* [TEXT EXCERPT]:
Posted on 08/19/2007 1:41:36 PM PDT by DogByte6RER
Baby boomers pay for six pack in a syringe
By Philip Sherwell, Sunday Telegraph
Last Updated: 1:00am BST 19/08/2007
With his six-pack stomach, bulging chest and bull-like shoulders, the muscleman in the newspaper advertisement displays the sort of rippling torso that adorns the cover of men's fitness journals.
But there is one difference. From the neck up, Dr Jeffry S Life is a balding 67-year-old physician.
His physique is the product not of a computer touch-up but a controversial American "ageing management" technique, that often includes a cocktail of human growth hormones and testosterone.
Some 13,000 clients have so far spent thousands of dollars on a technique known as Cenegenics (from the Greek for "new beginning"). As post-war baby boomers enter their 60s, it promises to boost performance from the office to the gym to the bedroom.
The initial one-day $2,995 evaluation at the Cenegenics Medical Institute (CMI) in Las Vegas, has already attracted a handful of unnamed Britons seeking the secret of Dr Life's remarkable torso.
However, unlike many other health fads, there is one reason why it may not prove popular.
advertisementCenegenics was the brainchild of Alan Mintz, a radiologist, whose own buffed body also used to be the best advertising for his business - until he died in June, aged 69, five years short of the average male American life expectancy.
His death prompted internet speculation that he paid the ultimate price for using human growth hormones. But the CMI has been at pains to assert that Dr Mintz's passing was the result of a brain haemorrhage. His decline was due to an accident in the gym, according to Dr Life, his friend and personal physician, who also works for Cenegenics in Las Vegas.
After the initial evaluation, clients spend up to $13,000 on exercise and diet regimes, supplemented by vitamins and, in most cases, hormone replenishment such as testosterone.
Approximately 20 per cent are also prescribed injections of human growth hormones if they are diagnosed as demonstrating adult growth hormone deficiency (AGHD).

* [REQUIRED WORK]: Echo the full article on the Cenegenics anti-aging program, word for word. The rows that follow have nothing to do with this.

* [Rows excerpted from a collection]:
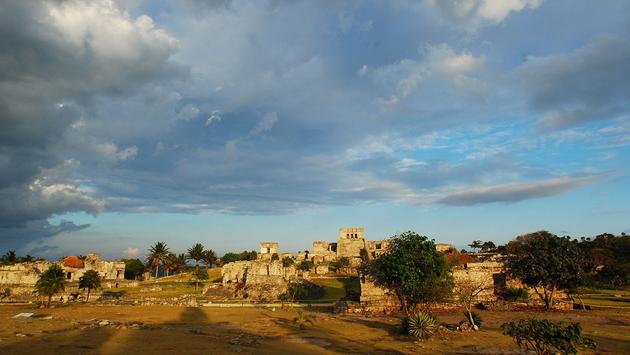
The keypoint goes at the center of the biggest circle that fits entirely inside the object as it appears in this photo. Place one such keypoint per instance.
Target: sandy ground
(187, 330)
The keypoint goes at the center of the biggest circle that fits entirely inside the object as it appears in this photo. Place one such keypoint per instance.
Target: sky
(127, 122)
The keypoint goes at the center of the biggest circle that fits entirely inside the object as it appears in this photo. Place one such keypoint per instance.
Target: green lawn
(337, 288)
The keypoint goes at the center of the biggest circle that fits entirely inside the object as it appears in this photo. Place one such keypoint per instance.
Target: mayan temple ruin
(18, 279)
(266, 277)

* [ANSWER SPACE]:
Posted on 08/19/2007 1:41:36 PM PDT by DogByte6RER
Baby boomers pay for six pack in a syringe
By Philip Sherwell, Sunday Telegraph
Last Updated: 1:00am BST 19/08/2007
With his six-pack stomach, bulging chest and bull-like shoulders, the muscleman in the newspaper advertisement displays the sort of rippling torso that adorns the cover of men's fitness journals.
But there is one difference. From the neck up, Dr Jeffry S Life is a balding 67-year-old physician.
His physique is the product not of a computer touch-up but a controversial American "ageing management" technique, that often includes a cocktail of human growth hormones and testosterone.
Some 13,000 clients have so far spent thousands of dollars on a technique known as Cenegenics (from the Greek for "new beginning"). As post-war baby boomers enter their 60s, it promises to boost performance from the office to the gym to the bedroom.
The initial one-day $2,995 evaluation at the Cenegenics Medical Institute (CMI) in Las Vegas, has already attracted a handful of unnamed Britons seeking the secret of Dr Life's remarkable torso.
However, unlike many other health fads, there is one reason why it may not prove popular.
advertisementCenegenics was the brainchild of Alan Mintz, a radiologist, whose own buffed body also used to be the best advertising for his business - until he died in June, aged 69, five years short of the average male American life expectancy.
His death prompted internet speculation that he paid the ultimate price for using human growth hormones. But the CMI has been at pains to assert that Dr Mintz's passing was the result of a brain haemorrhage. His decline was due to an accident in the gym, according to Dr Life, his friend and personal physician, who also works for Cenegenics in Las Vegas.
After the initial evaluation, clients spend up to $13,000 on exercise and diet regimes, supplemented by vitamins and, in most cases, hormone replenishment such as testosterone.
Approximately 20 per cent are also prescribed injections of human growth hormones if they are diagnosed as demonstrating adult growth hormone deficiency (AGHD).